## Material shown
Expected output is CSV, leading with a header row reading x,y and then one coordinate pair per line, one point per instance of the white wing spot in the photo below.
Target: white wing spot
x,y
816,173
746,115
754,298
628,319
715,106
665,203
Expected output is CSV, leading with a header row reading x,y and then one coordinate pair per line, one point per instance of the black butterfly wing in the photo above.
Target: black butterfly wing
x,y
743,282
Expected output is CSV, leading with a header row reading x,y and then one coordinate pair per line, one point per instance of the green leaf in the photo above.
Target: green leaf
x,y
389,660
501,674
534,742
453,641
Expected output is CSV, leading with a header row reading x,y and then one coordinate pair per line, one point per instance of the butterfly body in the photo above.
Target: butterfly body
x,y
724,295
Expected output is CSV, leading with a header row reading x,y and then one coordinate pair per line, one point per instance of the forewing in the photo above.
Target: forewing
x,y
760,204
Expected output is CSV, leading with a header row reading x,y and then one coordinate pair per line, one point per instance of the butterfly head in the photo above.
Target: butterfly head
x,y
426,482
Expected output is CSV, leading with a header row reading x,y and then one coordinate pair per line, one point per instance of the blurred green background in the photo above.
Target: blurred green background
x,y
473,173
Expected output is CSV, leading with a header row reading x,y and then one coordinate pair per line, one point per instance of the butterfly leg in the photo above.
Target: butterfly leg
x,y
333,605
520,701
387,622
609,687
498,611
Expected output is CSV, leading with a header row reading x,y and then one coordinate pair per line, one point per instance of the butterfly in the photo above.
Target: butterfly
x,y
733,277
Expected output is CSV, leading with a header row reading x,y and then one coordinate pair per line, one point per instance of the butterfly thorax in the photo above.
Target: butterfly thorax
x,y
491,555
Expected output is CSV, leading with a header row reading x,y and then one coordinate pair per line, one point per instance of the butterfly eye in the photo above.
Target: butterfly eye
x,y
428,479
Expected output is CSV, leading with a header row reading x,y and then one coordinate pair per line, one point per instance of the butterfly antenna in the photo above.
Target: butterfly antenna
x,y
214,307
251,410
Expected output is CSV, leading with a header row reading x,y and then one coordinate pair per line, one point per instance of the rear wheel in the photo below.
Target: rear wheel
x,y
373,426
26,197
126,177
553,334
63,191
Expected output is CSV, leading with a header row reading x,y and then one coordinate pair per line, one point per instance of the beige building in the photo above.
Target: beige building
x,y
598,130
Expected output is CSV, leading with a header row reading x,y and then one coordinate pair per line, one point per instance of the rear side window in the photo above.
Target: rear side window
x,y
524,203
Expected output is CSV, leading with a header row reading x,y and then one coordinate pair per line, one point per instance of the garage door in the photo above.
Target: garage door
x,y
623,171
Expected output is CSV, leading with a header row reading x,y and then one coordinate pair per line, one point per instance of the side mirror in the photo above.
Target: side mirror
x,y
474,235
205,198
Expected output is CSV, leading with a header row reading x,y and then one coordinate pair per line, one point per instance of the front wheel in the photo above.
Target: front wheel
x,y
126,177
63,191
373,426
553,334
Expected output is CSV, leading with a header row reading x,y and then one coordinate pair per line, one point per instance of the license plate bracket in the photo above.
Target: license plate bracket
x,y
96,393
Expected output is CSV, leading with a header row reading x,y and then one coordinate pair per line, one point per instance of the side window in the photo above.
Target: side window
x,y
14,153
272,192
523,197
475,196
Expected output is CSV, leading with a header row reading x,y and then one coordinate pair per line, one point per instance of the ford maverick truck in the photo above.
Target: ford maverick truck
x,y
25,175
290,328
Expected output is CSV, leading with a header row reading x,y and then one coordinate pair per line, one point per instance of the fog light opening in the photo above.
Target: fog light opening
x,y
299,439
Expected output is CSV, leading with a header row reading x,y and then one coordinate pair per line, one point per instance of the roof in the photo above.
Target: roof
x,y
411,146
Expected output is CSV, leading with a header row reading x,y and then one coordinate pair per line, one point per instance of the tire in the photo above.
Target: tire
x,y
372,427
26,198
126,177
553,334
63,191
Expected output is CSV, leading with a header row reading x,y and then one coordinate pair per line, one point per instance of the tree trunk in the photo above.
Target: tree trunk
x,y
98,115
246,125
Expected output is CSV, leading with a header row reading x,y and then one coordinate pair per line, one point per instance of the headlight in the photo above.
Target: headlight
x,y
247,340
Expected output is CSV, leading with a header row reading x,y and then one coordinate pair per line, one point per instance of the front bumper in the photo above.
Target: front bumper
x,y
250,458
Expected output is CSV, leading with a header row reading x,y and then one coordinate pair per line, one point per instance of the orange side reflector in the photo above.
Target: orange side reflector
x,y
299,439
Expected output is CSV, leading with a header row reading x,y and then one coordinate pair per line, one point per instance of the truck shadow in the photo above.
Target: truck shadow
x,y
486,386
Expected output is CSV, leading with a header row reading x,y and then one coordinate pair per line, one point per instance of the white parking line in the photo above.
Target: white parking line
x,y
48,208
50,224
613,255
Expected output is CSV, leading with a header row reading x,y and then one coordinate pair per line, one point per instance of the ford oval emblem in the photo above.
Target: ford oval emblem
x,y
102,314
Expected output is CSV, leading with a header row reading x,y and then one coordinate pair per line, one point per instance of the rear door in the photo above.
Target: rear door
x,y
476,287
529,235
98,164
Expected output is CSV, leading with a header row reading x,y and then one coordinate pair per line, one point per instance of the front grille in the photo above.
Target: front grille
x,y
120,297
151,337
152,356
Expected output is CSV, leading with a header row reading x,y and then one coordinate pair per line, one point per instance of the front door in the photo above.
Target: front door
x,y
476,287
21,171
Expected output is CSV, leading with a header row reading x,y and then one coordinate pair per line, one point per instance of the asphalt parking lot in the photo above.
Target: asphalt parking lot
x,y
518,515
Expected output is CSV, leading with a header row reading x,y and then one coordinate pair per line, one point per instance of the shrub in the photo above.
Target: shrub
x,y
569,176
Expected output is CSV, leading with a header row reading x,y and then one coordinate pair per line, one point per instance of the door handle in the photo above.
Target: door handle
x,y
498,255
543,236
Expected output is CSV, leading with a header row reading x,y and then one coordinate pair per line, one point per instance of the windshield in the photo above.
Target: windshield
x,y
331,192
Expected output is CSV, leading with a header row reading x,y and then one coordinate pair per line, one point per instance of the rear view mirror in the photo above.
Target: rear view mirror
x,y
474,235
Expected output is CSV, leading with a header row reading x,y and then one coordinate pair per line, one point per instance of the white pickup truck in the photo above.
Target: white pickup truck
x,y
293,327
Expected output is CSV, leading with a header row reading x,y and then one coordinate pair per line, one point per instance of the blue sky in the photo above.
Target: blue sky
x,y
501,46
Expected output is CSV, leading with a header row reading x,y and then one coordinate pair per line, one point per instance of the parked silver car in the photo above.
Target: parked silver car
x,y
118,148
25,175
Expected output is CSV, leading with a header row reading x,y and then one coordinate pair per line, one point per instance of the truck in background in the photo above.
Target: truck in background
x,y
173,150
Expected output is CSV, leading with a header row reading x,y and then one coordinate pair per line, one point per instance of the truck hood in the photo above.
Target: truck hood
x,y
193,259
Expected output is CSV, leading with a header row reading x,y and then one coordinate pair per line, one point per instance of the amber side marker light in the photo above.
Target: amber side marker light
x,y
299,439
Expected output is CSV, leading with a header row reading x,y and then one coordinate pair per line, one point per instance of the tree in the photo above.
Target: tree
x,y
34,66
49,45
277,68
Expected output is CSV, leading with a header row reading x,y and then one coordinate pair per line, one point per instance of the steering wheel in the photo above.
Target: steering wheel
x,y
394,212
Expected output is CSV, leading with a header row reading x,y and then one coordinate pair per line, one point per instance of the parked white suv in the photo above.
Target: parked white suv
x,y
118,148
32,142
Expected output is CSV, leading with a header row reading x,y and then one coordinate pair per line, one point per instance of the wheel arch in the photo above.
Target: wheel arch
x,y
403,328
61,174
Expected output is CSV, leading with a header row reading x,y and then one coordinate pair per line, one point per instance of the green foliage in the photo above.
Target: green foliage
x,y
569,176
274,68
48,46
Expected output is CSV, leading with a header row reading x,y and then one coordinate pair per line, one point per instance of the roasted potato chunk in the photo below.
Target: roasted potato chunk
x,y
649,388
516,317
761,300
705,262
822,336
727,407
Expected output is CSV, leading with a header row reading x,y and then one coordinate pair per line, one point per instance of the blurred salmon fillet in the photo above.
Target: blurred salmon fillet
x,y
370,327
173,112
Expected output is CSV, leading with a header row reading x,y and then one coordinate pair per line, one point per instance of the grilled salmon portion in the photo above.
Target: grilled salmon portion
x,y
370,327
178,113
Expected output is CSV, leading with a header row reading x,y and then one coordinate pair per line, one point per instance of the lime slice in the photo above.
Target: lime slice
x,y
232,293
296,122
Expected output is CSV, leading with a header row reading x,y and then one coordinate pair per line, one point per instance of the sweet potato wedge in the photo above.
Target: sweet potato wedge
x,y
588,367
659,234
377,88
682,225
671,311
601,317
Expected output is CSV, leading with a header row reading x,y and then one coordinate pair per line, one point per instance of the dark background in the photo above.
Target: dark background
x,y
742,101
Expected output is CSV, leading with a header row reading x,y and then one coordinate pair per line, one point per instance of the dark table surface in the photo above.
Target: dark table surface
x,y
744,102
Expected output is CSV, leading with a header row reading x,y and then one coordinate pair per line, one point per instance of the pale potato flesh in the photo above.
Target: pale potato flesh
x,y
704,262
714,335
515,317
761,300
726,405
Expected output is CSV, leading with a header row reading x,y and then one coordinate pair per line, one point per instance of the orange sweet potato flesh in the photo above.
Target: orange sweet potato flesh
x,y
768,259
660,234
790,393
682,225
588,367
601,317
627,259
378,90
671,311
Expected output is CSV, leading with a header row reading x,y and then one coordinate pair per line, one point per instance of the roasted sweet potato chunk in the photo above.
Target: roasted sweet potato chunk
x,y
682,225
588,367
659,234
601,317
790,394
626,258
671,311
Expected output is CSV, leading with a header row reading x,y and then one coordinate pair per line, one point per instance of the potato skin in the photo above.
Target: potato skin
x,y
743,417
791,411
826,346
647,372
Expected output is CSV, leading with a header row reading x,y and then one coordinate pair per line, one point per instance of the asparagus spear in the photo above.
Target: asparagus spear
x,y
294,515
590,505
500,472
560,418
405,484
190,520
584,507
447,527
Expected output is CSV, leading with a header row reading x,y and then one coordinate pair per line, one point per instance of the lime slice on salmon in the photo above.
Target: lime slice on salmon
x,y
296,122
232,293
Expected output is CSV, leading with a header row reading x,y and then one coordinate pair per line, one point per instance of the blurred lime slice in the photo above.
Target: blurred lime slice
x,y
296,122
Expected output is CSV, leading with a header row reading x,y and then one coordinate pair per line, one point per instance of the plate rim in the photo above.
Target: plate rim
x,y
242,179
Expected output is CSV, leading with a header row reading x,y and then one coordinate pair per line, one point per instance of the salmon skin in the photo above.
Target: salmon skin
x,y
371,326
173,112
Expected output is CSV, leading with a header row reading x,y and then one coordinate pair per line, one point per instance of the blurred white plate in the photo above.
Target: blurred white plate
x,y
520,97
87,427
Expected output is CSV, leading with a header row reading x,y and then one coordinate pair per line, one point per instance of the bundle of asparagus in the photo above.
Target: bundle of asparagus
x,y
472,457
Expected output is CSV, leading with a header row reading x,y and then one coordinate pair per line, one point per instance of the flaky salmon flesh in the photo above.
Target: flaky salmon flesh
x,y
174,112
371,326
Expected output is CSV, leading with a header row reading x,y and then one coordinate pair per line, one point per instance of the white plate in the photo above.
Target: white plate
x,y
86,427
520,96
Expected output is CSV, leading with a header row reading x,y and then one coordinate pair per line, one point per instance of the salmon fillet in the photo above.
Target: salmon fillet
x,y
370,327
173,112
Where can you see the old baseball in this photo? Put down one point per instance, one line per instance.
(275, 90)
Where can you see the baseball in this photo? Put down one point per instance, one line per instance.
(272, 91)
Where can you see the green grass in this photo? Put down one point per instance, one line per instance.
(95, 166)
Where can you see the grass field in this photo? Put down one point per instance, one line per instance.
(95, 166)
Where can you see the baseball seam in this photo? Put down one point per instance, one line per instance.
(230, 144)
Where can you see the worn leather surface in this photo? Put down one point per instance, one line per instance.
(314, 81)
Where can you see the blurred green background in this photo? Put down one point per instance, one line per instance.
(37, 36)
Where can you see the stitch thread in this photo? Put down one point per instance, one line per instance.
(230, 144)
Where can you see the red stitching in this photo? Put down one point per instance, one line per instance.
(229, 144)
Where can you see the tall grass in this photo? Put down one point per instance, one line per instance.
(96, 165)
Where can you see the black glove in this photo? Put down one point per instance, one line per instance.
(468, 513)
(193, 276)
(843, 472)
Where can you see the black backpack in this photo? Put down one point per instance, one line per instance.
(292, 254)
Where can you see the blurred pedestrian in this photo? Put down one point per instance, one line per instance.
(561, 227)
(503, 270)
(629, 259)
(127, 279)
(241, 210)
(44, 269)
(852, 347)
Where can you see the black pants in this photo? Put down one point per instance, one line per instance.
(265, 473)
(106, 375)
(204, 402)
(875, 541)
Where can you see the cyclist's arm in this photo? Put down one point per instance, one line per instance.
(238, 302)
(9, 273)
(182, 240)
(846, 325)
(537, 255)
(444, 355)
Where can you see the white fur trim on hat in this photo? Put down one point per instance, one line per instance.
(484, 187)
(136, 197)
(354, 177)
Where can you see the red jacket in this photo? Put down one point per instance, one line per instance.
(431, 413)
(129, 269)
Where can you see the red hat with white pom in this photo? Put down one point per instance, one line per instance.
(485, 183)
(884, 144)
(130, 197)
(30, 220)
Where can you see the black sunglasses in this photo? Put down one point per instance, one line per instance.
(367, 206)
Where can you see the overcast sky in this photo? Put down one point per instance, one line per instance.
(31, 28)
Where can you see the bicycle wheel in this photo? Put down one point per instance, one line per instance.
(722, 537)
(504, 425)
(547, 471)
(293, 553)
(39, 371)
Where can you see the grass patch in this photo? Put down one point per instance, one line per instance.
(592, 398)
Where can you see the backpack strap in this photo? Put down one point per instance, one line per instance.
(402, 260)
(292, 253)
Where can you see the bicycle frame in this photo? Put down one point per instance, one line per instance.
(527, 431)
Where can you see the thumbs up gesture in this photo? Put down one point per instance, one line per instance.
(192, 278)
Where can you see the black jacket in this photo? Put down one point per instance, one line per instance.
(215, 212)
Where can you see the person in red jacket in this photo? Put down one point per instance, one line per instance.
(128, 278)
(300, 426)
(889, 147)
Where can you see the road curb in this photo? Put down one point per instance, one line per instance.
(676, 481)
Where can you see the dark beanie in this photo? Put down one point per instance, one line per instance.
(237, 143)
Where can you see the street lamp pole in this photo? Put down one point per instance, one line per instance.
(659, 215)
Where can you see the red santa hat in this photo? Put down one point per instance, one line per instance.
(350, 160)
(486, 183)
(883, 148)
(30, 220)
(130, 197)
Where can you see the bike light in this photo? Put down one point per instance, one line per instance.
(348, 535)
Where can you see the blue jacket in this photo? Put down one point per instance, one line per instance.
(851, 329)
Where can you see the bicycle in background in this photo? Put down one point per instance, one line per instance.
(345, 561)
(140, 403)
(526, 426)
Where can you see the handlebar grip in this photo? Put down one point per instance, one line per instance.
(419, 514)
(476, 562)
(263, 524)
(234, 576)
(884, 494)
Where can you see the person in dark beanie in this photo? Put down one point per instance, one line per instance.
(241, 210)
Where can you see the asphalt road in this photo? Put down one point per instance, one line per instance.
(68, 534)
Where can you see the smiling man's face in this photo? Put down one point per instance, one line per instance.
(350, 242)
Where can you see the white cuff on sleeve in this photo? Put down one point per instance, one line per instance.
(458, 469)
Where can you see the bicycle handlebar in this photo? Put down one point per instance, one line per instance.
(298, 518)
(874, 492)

## Do this
Repeat exactly, and only, the lines from the one containing "Where can you see the red santa" through the end of the material.

## Written answer
Where can you see the red santa hat in this photo? Put down one point per instance, one line per instance.
(350, 160)
(486, 183)
(883, 148)
(30, 220)
(130, 197)
Where can you see the bike light in this photo? Put down one point per instance, one line per instance.
(348, 535)
Where can you see the blue jacket in this photo? Put down one point per instance, one line per instance.
(851, 329)
Where can you see the bicycle in background in this photo? Put down one point per instance, one line per instance.
(345, 561)
(140, 403)
(526, 426)
Where can you see the handlebar grip in this photo? Put down one point per instance, one line per instance.
(419, 514)
(476, 562)
(263, 524)
(234, 576)
(884, 494)
Where can you see the person in dark beanie in this photo? Put down one point per instance, one line per instance.
(241, 210)
Where can you see the asphalt road in this photo? Put down one point per instance, one line per instance.
(68, 534)
Where can you see the smiling man's face in this photo? Put down one point per instance, one line per instance.
(350, 242)
Where can you see the white cuff on sleeve in this photo? Put down one point per instance, one line per instance.
(458, 469)
Where can you see the bicycle handlebar in this photo? Put down one point per instance, one line per instance.
(298, 518)
(874, 492)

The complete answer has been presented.